## Time to get your hands dirty. The Tensorflow playground.


Today we'll play with the TensorFlow playground. We'll see it next time, but Tensorflow is one of the main open-source deep learning libraries.

The playground provides some datasets and let you see what's going on during the training process in a nice, intuitive way. 

- We have a function $f(x_1,x_2)$ that returns +1 (blue) or -1 (orange).
- We are given a dataset and split it into training and testing. 
- Hit play, and the network starts training.
- The thickness of the line tells you how much that synapis contributes to the training.
- You can monitor progress on the top-right.
- The goal of the game is to minimize the loss function **on the test set** (I don't care about the loss function on the training set!).
- You can change everything but the type of problem, the test/train ratio, and the noise level.
- So feel free to play with activation function, number of layers, number of neuron per layers, learning rate, regularization, incoming features (data augmentation), etc.

▶ _Written exercise 1_:
In the listing, take the part that opens with the line containing "pin: woman's neck" and runs through the end of the listing. Switch "neck" to "throat" throughout, and give back those lines otherwise unchanged.
The TensorFlow playground text has nothing to do with the listing that comes next.

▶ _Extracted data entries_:
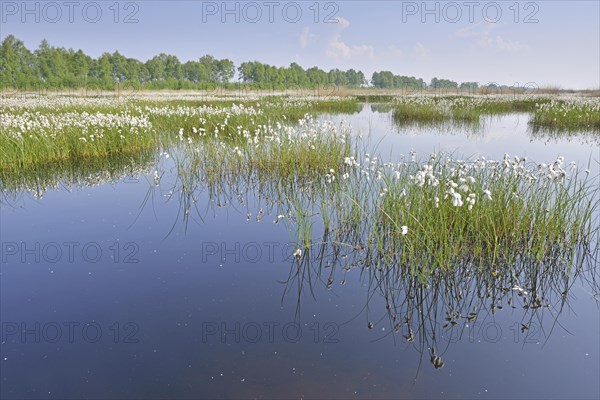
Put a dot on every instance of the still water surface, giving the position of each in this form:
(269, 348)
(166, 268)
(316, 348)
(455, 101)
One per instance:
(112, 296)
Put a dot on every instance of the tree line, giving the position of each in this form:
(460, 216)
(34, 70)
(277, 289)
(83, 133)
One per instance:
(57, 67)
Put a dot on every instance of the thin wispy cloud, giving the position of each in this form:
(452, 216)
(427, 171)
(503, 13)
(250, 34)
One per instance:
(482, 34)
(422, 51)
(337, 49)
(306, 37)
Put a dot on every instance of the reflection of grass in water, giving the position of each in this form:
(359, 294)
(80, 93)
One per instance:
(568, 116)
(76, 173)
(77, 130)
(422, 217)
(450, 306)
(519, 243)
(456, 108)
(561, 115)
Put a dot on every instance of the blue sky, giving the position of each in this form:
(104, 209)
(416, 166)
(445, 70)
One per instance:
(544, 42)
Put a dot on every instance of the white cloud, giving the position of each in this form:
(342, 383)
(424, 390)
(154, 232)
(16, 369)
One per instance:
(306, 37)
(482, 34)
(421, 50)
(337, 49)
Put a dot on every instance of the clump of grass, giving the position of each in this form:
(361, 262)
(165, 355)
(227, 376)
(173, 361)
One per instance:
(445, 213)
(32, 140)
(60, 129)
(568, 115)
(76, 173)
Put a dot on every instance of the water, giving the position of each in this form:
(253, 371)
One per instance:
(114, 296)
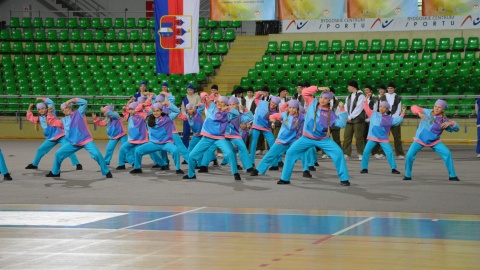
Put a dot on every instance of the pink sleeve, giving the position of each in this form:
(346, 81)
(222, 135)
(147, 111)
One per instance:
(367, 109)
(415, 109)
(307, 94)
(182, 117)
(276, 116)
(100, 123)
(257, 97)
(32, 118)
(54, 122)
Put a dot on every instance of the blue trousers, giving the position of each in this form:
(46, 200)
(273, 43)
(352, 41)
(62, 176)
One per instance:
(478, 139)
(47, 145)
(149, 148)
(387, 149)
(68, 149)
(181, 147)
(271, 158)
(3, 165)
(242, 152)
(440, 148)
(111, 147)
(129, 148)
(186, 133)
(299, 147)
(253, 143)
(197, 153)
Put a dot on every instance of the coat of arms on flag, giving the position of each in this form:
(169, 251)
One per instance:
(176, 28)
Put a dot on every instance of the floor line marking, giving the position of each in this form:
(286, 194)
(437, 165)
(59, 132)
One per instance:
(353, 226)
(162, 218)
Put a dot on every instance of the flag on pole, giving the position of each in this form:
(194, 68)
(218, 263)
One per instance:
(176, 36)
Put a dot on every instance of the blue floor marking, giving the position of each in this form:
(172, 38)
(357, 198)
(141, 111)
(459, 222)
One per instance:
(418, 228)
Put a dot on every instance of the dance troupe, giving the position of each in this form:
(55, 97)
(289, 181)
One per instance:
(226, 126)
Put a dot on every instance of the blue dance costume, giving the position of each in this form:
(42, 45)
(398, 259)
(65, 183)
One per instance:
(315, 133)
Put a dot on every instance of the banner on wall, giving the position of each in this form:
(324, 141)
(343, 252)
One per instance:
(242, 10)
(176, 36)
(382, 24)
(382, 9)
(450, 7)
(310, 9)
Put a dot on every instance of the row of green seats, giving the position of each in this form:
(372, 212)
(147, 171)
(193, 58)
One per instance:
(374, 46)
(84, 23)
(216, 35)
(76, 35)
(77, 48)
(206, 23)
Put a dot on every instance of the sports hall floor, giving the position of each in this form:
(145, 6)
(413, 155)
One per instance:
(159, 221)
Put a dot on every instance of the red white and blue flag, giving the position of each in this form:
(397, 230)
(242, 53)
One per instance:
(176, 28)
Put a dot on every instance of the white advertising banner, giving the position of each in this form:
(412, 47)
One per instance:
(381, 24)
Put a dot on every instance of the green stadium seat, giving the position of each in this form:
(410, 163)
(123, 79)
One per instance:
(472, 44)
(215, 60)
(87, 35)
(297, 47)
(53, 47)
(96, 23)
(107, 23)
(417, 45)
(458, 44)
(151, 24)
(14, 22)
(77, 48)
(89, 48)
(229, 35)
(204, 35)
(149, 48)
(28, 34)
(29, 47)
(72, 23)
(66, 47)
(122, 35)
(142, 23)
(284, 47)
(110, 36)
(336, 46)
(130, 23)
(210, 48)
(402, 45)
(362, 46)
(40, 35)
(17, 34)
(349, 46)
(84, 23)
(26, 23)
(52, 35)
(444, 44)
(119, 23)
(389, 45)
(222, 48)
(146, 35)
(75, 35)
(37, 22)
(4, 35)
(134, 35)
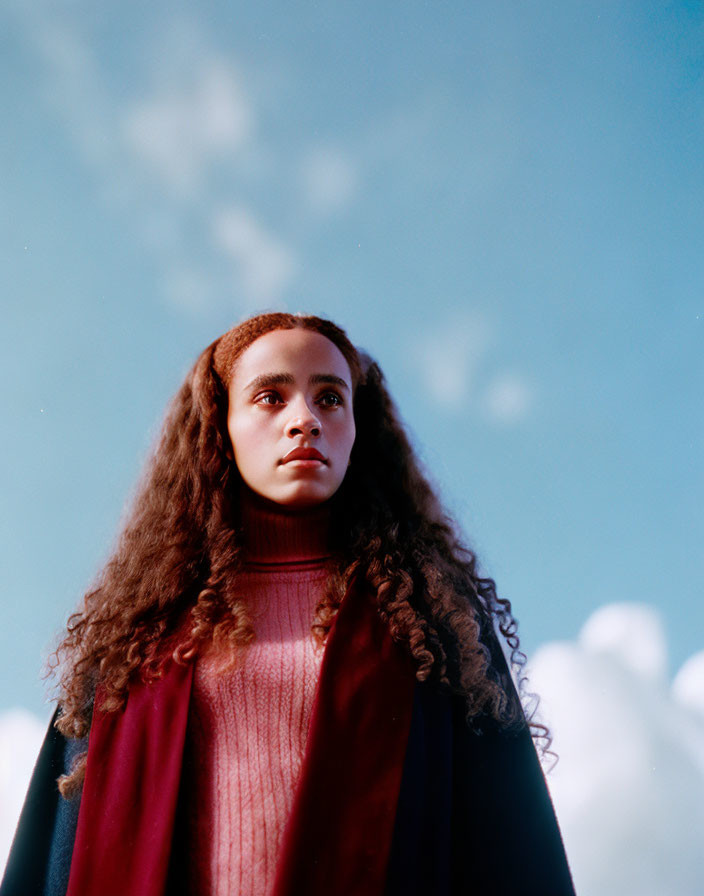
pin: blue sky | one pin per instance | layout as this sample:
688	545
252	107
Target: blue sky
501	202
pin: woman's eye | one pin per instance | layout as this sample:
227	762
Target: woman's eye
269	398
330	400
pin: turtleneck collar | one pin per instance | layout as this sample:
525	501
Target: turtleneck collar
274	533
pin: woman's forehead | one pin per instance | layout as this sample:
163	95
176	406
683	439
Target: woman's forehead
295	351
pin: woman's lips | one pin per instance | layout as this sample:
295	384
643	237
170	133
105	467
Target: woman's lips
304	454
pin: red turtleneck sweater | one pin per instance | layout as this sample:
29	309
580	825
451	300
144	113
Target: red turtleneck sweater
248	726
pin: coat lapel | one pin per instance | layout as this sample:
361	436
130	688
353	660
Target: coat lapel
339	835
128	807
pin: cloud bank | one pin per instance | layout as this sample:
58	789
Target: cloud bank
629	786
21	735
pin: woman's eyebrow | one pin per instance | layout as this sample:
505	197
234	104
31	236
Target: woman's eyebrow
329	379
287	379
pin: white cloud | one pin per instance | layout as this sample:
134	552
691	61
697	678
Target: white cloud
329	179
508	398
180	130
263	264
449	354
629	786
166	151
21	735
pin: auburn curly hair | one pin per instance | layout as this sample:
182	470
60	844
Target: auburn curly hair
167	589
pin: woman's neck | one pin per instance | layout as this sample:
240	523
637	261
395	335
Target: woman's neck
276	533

▶ _Written exercise 2_:
Reproduce the entire TensorFlow playground text word for word.

▶ _Response 1_:
pin: woman's throat | one pin per instance | layout as this sample:
240	523
637	261
395	335
Target: woman's throat
276	533

▶ _Response 2_:
## Time to get your hands dirty. The Tensorflow playground.


Today we'll play with the TensorFlow playground. We'll see it next time, but Tensorflow is one of the main open-source deep learning libraries.

The playground provides some datasets and let you see what's going on during the training process in a nice, intuitive way. 

- We have a function $f(x_1,x_2)$ that returns +1 (blue) or -1 (orange).
- We are given a dataset and split it into training and testing. 
- Hit play, and the network starts training.
- The thickness of the line tells you how much that synapis contributes to the training.
- You can monitor progress on the top-right.
- The goal of the game is to minimize the loss function **on the test set** (I don't care about the loss function on the training set!).
- You can change everything but the type of problem, the test/train ratio, and the noise level.
- So feel free to play with activation function, number of layers, number of neuron per layers, learning rate, regularization, incoming features (data augmentation), etc.